Stated problem 1: Reproduce the whole Macbeth review below, word for word.

Selected text:

-*-

Here’s an immediate, not entirely considered — yes, exactly what bloggers are excoriated for by haughty traditional media types — gut level response (one that may be re-visited) to last night’s MacBeth, performed by the Chicago Shakespeare Theatre:
It knows only one emotion. Every character on stage spits and seethes with anger. When news that fathers and wives and children and kings are murdered, when daggers and the dead appear, when forests move, wives die and witches meow…anger is the only response. The result is one of the worst presentations of this play I’ve ever attended.
I can only assume, because of the uniformly uni-dimensional acting performances, that director Barbara Gains ordered her toupe to attack the text with only one thing in mind: hostility. It guts the play of all subtly. Murders its humanity. Renders it unaffecting. MacBeth is a decent man who gradually descends into hell on earth. He’s torn, conflicted…as with most of Shakespeare’s important characters he changes. Ben Carlson’s MacBeth doesn’t change. From the moment he steps onto the stage a victorious general, to when he leaves it with a dagger in his gut, his MacBeth is the same man. We feel no sympathy for his awful ordeal. No loss. It signifies nothing.

-*-

Records supplied:

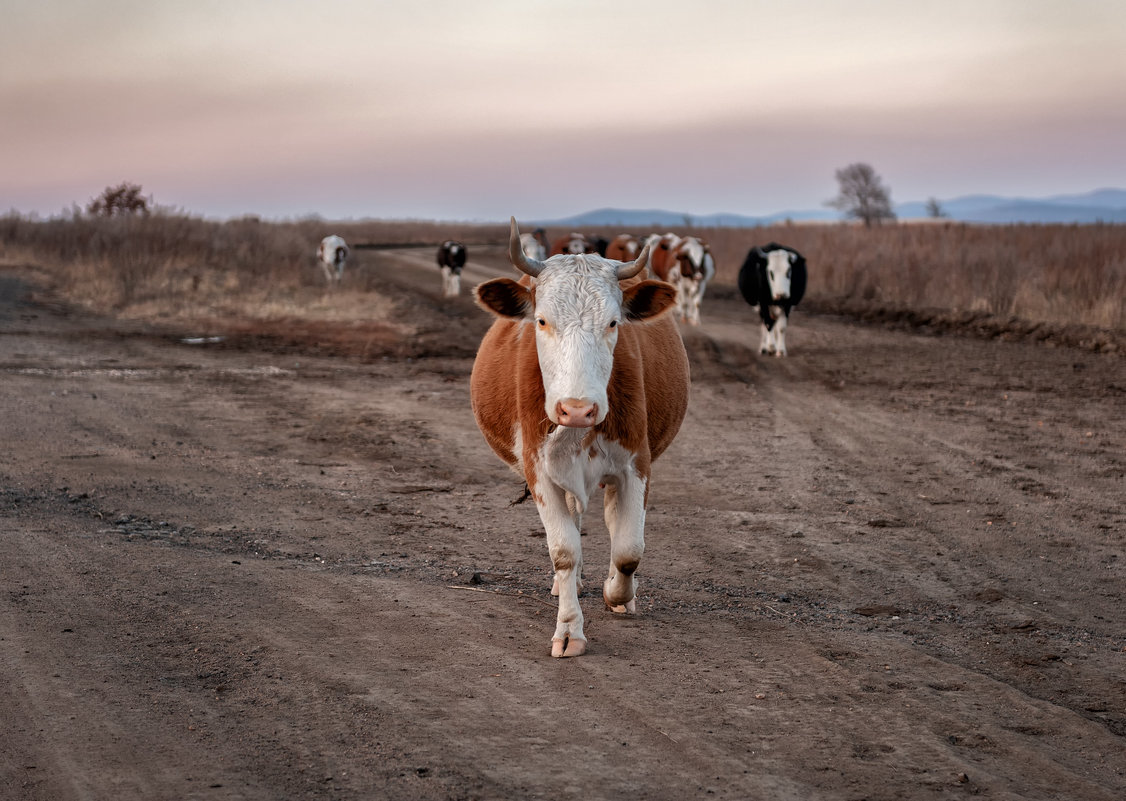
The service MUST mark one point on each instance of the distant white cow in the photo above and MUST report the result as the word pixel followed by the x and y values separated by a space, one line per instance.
pixel 696 268
pixel 535 245
pixel 772 279
pixel 331 256
pixel 450 260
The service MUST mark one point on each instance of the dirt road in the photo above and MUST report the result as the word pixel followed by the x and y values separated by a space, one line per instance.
pixel 284 566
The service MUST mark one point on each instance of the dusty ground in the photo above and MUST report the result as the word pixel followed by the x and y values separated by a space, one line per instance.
pixel 284 566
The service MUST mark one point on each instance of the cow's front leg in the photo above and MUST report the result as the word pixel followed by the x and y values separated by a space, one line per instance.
pixel 780 336
pixel 565 549
pixel 767 345
pixel 625 518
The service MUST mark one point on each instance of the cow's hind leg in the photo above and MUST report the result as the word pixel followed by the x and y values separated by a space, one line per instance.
pixel 625 518
pixel 572 505
pixel 565 550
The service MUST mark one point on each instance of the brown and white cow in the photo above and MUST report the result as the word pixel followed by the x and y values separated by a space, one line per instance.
pixel 695 267
pixel 581 382
pixel 660 254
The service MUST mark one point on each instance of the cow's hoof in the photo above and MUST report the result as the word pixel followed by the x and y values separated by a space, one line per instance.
pixel 568 647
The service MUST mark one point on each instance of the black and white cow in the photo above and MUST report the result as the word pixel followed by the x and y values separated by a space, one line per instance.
pixel 772 279
pixel 331 255
pixel 450 259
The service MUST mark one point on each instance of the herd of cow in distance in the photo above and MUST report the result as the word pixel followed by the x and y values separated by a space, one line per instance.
pixel 582 379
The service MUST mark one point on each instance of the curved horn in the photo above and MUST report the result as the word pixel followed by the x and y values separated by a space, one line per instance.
pixel 520 260
pixel 628 269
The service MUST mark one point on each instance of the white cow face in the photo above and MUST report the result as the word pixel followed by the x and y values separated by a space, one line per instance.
pixel 577 309
pixel 779 265
pixel 578 314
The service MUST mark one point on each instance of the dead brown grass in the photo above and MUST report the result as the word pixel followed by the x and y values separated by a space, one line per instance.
pixel 177 265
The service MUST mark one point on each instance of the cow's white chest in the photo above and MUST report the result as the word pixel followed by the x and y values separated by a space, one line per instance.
pixel 577 464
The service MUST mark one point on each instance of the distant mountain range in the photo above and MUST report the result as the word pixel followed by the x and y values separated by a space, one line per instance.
pixel 1101 205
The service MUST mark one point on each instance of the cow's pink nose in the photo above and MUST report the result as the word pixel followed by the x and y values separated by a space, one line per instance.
pixel 577 414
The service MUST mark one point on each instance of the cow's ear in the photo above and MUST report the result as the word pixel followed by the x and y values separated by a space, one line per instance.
pixel 505 297
pixel 648 300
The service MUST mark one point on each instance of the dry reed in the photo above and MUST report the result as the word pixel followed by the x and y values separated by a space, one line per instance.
pixel 1056 274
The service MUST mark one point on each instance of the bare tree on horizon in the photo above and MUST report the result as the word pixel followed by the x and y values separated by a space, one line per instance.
pixel 863 195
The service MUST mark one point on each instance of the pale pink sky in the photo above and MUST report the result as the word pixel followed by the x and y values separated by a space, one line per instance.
pixel 476 110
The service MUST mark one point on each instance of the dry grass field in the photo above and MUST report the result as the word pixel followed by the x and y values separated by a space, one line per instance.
pixel 990 277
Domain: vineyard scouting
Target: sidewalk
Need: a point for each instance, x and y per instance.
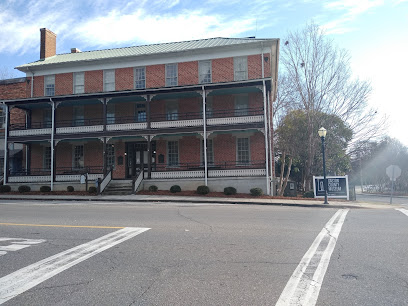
(201, 200)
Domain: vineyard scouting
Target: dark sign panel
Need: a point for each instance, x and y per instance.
(337, 186)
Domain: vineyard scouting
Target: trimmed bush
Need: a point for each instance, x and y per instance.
(230, 191)
(175, 188)
(5, 188)
(256, 192)
(308, 194)
(92, 189)
(203, 189)
(153, 188)
(24, 188)
(45, 188)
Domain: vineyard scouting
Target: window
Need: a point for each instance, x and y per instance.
(204, 71)
(210, 152)
(243, 157)
(79, 82)
(172, 110)
(140, 78)
(172, 153)
(110, 113)
(110, 156)
(47, 158)
(171, 75)
(49, 85)
(109, 80)
(240, 68)
(241, 105)
(47, 118)
(79, 118)
(140, 112)
(78, 159)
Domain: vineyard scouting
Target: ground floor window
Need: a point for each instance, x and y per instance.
(243, 153)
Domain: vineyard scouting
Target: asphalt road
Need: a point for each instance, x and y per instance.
(181, 254)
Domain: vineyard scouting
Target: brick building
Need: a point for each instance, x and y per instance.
(187, 113)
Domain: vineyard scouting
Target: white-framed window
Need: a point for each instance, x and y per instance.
(241, 103)
(243, 152)
(171, 75)
(109, 80)
(110, 156)
(79, 82)
(47, 158)
(240, 68)
(110, 113)
(172, 153)
(140, 112)
(204, 71)
(140, 77)
(78, 157)
(49, 85)
(78, 116)
(172, 110)
(210, 152)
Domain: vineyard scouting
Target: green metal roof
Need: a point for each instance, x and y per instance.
(141, 50)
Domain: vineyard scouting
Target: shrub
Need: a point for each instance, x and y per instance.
(92, 189)
(24, 188)
(308, 194)
(256, 192)
(203, 189)
(45, 188)
(230, 191)
(153, 188)
(5, 188)
(175, 188)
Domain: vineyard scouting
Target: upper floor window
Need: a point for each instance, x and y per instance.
(140, 78)
(49, 85)
(240, 68)
(79, 82)
(171, 75)
(109, 80)
(204, 71)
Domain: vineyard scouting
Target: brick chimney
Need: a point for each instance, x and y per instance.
(48, 43)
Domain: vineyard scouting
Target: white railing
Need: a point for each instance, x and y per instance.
(126, 126)
(176, 123)
(177, 174)
(235, 120)
(237, 172)
(80, 129)
(30, 132)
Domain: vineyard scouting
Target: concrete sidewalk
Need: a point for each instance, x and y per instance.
(198, 199)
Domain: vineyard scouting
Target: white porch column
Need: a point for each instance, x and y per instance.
(266, 139)
(205, 138)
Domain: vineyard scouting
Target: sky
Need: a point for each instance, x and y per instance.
(374, 32)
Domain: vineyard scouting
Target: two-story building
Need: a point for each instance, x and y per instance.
(188, 113)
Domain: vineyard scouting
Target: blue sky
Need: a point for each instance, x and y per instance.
(375, 32)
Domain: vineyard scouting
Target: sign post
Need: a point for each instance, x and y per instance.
(393, 173)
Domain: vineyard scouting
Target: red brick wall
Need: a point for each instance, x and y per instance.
(155, 76)
(94, 81)
(188, 73)
(64, 84)
(124, 78)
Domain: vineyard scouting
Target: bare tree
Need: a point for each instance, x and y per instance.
(318, 78)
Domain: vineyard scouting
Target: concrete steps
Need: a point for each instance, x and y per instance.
(118, 187)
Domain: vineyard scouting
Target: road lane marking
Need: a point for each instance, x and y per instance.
(304, 285)
(56, 225)
(32, 275)
(403, 210)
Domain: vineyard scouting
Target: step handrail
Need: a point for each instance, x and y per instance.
(105, 182)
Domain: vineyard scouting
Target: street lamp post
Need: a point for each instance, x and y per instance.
(322, 134)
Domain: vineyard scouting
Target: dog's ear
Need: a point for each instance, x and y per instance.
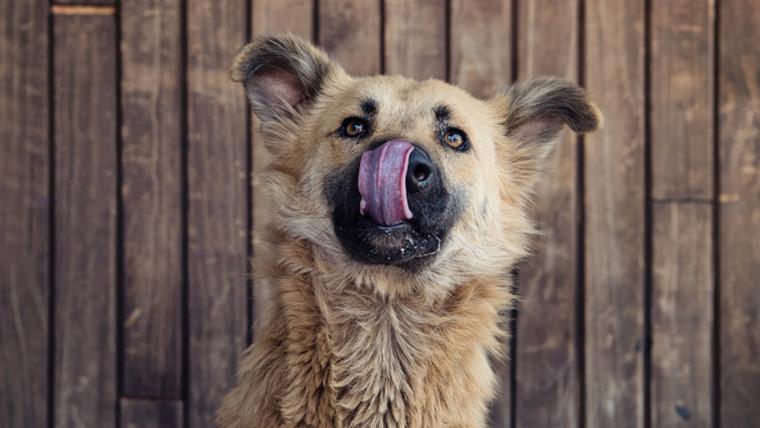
(533, 114)
(537, 109)
(282, 74)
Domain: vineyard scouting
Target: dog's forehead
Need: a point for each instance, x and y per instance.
(389, 94)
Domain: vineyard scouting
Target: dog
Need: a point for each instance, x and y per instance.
(402, 207)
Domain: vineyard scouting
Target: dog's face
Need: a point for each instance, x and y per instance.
(416, 180)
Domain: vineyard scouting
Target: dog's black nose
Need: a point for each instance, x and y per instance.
(421, 171)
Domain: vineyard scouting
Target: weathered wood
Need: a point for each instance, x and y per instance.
(136, 413)
(481, 45)
(271, 16)
(548, 385)
(682, 321)
(739, 213)
(481, 29)
(151, 198)
(217, 149)
(614, 168)
(85, 220)
(86, 3)
(24, 214)
(415, 38)
(349, 31)
(682, 99)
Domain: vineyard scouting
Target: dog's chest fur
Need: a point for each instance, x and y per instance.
(337, 355)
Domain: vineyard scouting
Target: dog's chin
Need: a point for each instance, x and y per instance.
(403, 245)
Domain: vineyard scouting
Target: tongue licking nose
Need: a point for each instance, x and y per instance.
(382, 183)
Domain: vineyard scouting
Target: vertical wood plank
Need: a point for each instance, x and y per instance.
(682, 321)
(548, 386)
(271, 16)
(682, 99)
(217, 218)
(137, 413)
(415, 38)
(614, 161)
(24, 214)
(483, 29)
(151, 192)
(739, 212)
(682, 173)
(349, 31)
(85, 220)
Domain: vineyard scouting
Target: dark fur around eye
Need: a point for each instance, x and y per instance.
(450, 132)
(353, 127)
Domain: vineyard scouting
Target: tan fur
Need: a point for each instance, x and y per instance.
(353, 345)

-*-

Stated problem 2: Report every line of the records above that contains the word "road", copying each such line in full.

Written reply 1:
Here’s an immediate, not entirely considered — yes, exactly what bloggers are excoriated for by haughty traditional media types — gut level response (one that may be re-visited) to last night’s MacBeth, performed by the Chicago Shakespeare Theatre:
It knows only one emotion. Every character on stage spits and seethes with anger. When news that fathers and wives and children and kings are murdered, when daggers and the dead appear, when forests move, wives die and witches meow…anger is the only response. The result is one of the worst presentations of this play I’ve ever attended.
I can only assume, because of the uniformly uni-dimensional acting performances, that director Barbara Gains ordered her toupe to attack the text with only one thing in mind: hostility. It guts the play of all subtly. Murders its humanity. Renders it unaffecting. MacBeth is a decent man who gradually descends into hell on earth. He’s torn, conflicted…as with most of Shakespeare’s important characters he changes. Ben Carlson’s MacBeth doesn’t change. From the moment he steps onto the stage a victorious general, to when he leaves it with a dagger in his gut, his MacBeth is the same man. We feel no sympathy for his awful ordeal. No loss. It signifies nothing.

Written reply 2:
The service MUST mark one point on each instance of the dirt road in the photo above and MUST report the result as the word pixel followed by the x and y values separated by a space, one line per instance.
Target: asphalt road
Target: road lane marking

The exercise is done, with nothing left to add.